According to the Hua Hin travel account, why is the beach in front of the Hilton not ideal for swimming?

### Text excerpt
※
Plan B was shoting for Royal Hua Hin Golf Course. We arrived Hua Hin around 2 pm and went straight to the Royal Hua Hin Golf Course. We teed off at 2.30 pm and finished our round at 6 pm. We managed to complete the round still have some sunlight to spare. This time I won 2 up.

After we freshen up, we drove to Hua Hin town looking for accommodation. The town was extremely quite. Two months ago, when we arrived Hua Hin on our outbound journey, the place was packed. Most of the hotels were full. We had to move on to stay in Cha-An. This time around, we had no problem finding Fresh Inn hotel which was opposite Hilton. The room charge was 7000 vs 900 THB. Fresh Inn Hotel met our needs of Internet, secured car parking and good ambient. Business looked really on a Friday night, no enough Foreign and Local tourists alike.

Next morning, we took a stroll on the beach. Horseback riding on the beach was a popular activity. There were many horses on the beach for hire. You can see two ladies was negotiating for horseback riding with the owner. The white sand beach in front of Hiton Hotel is beautiful but rocks are everywhere in the water, not ideal for swiming.
※
### Information supplied
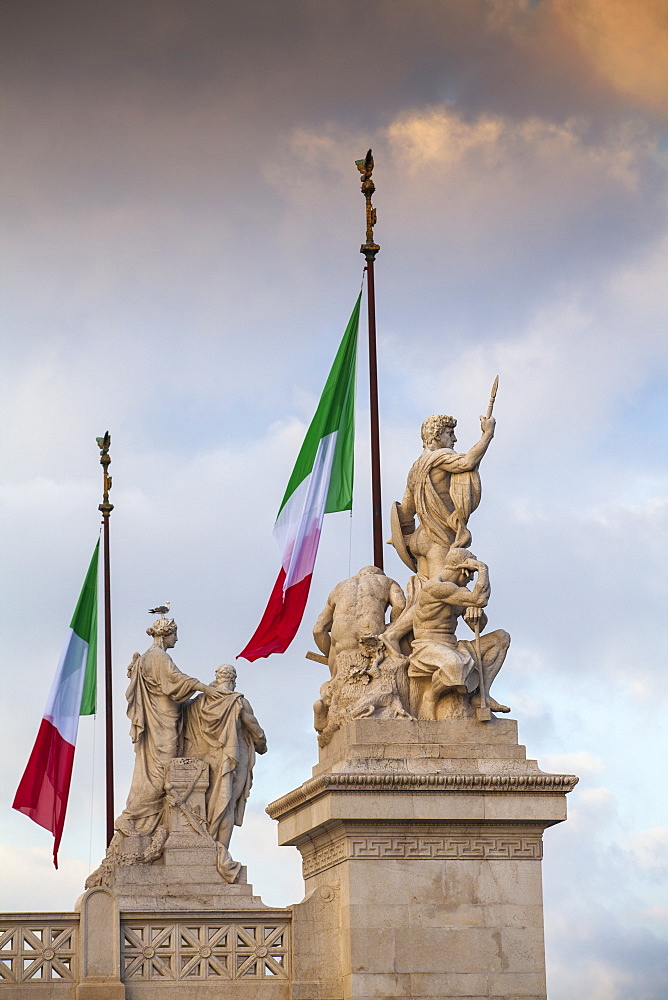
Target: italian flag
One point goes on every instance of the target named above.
※
### Correct response
Rocks are everywhere in the water.